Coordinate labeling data
=-=-=
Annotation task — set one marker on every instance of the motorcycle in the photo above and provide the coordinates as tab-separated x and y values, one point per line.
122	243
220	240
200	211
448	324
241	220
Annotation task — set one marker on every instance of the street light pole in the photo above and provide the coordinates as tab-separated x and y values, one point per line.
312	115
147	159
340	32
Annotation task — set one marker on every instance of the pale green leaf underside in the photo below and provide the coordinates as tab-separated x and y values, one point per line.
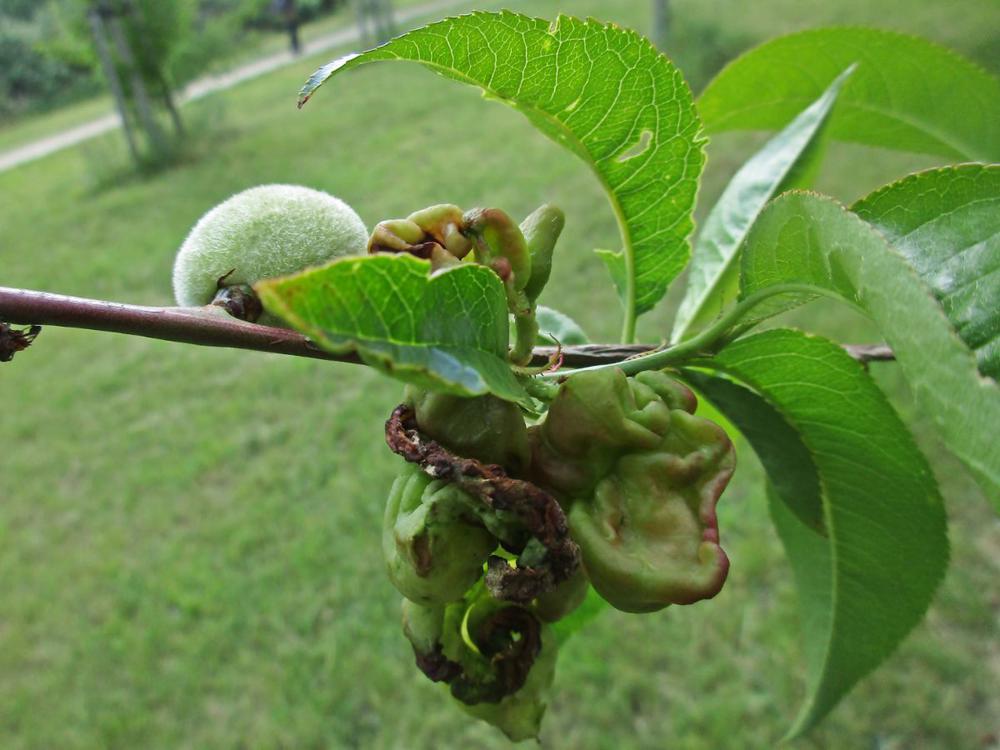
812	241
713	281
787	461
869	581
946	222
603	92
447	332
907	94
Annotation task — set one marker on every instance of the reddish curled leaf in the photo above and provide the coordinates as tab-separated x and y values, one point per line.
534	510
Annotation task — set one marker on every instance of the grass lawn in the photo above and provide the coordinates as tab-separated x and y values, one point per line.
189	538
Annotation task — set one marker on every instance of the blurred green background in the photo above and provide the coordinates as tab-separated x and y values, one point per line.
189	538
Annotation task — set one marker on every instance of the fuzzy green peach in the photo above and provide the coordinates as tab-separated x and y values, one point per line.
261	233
=-=-=
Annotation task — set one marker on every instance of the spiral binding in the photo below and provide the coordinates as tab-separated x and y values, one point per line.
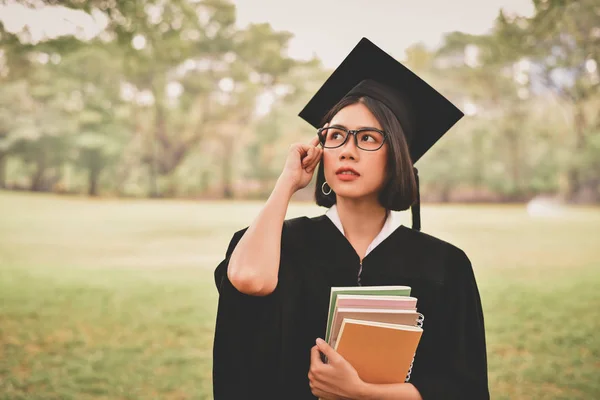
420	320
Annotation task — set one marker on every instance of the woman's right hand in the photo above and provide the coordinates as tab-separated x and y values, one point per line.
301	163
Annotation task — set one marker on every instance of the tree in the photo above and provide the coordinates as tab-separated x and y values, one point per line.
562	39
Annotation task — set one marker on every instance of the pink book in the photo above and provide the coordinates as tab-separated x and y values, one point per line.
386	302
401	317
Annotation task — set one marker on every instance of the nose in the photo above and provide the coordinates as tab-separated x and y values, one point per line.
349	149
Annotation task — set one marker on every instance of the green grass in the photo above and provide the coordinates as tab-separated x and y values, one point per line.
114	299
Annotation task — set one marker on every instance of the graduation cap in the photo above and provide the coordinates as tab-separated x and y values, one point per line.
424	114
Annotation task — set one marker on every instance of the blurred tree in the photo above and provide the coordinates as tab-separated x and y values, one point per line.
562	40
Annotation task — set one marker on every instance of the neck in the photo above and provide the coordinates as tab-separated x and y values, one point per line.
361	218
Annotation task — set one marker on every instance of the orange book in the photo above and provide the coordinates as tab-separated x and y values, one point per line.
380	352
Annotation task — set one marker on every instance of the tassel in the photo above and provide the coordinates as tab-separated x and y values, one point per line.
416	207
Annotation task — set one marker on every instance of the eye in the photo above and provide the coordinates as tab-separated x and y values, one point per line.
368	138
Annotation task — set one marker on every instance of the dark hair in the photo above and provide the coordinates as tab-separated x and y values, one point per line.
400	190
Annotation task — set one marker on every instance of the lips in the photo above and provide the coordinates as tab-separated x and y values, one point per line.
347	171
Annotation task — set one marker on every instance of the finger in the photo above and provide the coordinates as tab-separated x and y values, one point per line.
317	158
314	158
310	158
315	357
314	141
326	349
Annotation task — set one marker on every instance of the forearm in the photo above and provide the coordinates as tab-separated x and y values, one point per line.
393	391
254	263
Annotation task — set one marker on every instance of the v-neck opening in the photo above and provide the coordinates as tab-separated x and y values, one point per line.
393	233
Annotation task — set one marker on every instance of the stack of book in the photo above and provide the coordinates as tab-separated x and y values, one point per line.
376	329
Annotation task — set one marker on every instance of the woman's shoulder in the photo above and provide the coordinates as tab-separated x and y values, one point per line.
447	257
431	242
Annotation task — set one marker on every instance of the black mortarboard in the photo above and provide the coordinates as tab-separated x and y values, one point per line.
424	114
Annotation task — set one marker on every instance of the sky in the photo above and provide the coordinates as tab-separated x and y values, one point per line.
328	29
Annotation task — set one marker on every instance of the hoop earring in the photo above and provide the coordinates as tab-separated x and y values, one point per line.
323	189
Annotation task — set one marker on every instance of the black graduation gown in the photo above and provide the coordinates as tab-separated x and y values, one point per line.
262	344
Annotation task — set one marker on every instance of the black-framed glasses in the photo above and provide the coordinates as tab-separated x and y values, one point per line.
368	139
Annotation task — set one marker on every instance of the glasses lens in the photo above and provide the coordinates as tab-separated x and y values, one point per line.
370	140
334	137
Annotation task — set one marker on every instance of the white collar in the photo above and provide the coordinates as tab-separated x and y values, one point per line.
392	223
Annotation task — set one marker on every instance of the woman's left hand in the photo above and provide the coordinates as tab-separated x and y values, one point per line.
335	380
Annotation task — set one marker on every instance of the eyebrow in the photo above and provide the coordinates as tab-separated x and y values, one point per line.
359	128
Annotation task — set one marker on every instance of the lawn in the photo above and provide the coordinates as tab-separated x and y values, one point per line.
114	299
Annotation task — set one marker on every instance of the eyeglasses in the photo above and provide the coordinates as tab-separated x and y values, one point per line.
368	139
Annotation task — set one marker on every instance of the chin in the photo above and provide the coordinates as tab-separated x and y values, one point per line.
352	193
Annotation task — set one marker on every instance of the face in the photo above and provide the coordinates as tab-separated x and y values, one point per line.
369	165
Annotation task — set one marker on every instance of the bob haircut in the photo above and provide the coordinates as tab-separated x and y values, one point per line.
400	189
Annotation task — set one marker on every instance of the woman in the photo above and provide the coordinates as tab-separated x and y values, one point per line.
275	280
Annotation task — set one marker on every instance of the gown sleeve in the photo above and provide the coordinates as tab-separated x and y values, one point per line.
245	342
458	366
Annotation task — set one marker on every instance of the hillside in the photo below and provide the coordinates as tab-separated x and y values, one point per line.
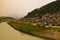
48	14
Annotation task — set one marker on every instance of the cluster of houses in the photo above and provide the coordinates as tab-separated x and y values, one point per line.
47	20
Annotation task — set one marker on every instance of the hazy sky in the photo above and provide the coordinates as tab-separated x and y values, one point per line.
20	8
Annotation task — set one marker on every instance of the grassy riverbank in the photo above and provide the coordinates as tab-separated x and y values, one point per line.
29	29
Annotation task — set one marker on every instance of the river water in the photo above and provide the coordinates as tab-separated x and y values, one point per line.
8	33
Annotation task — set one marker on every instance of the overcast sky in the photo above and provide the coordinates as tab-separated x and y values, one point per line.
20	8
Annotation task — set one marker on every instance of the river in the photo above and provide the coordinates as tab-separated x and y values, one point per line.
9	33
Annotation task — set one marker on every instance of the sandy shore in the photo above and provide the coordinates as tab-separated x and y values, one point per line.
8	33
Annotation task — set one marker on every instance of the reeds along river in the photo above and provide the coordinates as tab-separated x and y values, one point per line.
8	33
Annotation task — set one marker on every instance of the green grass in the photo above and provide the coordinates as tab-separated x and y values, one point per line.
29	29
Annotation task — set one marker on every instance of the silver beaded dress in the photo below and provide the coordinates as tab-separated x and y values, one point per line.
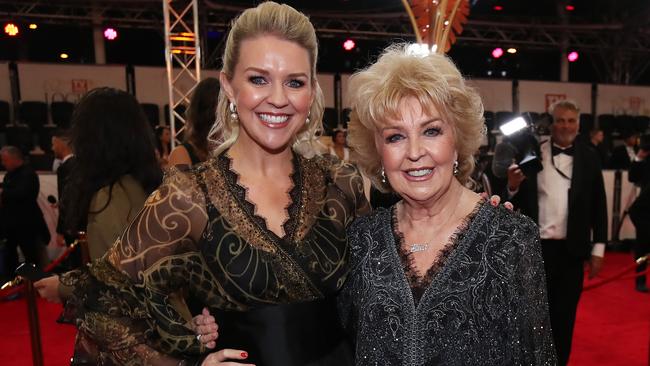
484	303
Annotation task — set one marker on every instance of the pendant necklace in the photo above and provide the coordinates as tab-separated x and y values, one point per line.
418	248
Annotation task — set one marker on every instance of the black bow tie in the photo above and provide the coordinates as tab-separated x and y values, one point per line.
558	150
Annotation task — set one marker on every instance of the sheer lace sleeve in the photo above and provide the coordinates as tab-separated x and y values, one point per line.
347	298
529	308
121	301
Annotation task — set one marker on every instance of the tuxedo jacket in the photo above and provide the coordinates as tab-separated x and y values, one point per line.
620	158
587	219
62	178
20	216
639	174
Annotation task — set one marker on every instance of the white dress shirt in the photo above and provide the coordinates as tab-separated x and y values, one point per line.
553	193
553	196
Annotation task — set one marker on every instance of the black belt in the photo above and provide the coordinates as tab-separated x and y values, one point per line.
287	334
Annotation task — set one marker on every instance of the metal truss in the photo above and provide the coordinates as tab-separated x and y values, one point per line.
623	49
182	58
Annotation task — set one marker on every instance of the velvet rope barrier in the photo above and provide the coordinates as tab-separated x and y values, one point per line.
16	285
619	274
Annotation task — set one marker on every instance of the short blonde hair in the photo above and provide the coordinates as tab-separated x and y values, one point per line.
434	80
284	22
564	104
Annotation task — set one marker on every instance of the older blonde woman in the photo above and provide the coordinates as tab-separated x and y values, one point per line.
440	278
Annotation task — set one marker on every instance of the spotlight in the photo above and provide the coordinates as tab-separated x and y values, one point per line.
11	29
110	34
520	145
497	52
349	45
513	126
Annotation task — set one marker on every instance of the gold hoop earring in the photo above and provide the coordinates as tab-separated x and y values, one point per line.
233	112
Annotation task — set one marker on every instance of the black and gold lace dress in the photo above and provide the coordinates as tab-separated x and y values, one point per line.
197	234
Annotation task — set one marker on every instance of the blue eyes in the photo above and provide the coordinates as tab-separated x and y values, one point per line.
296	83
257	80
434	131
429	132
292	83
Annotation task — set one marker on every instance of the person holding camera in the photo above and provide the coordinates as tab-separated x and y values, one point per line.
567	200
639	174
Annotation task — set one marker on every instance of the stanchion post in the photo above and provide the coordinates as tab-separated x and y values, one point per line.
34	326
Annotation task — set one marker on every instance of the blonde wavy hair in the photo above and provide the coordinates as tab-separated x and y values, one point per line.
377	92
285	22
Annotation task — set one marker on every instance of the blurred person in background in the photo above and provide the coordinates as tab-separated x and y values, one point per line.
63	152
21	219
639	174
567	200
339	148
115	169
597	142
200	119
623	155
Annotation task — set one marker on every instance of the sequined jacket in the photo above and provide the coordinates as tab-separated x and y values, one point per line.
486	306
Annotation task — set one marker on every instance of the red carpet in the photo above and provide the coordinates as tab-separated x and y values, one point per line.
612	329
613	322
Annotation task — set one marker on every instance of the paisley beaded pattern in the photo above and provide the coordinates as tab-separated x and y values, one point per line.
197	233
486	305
=-=-=
Pull out every line in the rows above that contains the word "graduation", matching case exactly, and list those lines.

RESPONSE TO THE TASK:
Annotation task — set one marker on every instance of the graduation cap in the photo above and provide the coordinates as tab-separated x and y values, one point per line.
Annotation task — set one marker on every instance of the black graduation gown in the photo above and provide the coordinates as tab-separated x and y values, one point per line.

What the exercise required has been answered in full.